Give back each line of the material that contains the word "fresh".
··· Given records
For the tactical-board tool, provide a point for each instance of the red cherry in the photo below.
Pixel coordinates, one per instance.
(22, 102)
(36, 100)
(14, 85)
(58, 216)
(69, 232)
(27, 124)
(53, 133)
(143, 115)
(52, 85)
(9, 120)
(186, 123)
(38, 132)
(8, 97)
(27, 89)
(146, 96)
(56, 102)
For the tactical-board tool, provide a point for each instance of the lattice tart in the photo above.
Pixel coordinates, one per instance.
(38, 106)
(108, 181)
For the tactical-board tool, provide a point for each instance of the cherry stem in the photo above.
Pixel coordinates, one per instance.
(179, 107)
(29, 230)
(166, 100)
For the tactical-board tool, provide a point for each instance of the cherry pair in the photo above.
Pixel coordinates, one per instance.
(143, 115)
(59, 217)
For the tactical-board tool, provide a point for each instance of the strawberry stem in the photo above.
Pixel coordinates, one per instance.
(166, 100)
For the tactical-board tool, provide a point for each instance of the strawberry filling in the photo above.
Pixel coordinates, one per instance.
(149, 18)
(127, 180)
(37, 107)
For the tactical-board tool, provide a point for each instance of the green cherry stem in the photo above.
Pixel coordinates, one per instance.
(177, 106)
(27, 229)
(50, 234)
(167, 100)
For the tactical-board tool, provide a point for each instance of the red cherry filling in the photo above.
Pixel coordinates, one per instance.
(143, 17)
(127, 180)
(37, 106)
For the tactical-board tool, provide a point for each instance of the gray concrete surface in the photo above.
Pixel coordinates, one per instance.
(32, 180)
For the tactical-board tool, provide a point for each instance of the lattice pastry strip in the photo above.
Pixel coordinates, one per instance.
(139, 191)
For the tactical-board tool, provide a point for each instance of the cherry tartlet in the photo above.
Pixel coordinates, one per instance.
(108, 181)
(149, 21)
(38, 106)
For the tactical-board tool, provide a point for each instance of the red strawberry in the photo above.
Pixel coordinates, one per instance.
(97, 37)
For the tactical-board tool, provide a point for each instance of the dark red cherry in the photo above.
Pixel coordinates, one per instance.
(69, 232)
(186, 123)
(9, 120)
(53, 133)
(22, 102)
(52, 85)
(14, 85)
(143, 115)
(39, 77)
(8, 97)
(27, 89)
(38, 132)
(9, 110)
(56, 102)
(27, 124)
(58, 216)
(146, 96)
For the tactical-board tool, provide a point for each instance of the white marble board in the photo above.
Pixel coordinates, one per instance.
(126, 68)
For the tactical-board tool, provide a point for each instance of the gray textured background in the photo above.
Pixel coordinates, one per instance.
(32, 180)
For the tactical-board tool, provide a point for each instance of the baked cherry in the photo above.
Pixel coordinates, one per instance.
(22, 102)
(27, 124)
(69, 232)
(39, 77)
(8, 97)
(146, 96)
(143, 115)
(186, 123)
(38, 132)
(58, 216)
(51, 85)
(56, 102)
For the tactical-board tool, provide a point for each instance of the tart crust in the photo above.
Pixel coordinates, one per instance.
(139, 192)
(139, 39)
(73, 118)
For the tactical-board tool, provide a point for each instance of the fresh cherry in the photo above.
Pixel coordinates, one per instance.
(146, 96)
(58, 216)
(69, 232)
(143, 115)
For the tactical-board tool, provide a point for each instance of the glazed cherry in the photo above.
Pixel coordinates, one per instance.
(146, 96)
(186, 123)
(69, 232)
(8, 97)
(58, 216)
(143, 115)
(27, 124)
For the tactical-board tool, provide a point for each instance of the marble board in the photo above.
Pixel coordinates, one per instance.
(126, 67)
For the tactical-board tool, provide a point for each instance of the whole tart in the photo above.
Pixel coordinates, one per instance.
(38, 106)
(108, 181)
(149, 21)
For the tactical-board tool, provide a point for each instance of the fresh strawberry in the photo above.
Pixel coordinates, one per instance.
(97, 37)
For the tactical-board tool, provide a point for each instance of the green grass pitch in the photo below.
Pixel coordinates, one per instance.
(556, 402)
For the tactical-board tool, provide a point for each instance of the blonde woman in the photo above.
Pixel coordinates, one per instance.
······
Answer space:
For the tactical-board tool, provide a point for each instance of the fresh cherry in the photo above.
For the tactical-board tool, provide a point for each instance of the fresh strawberry in the photo above.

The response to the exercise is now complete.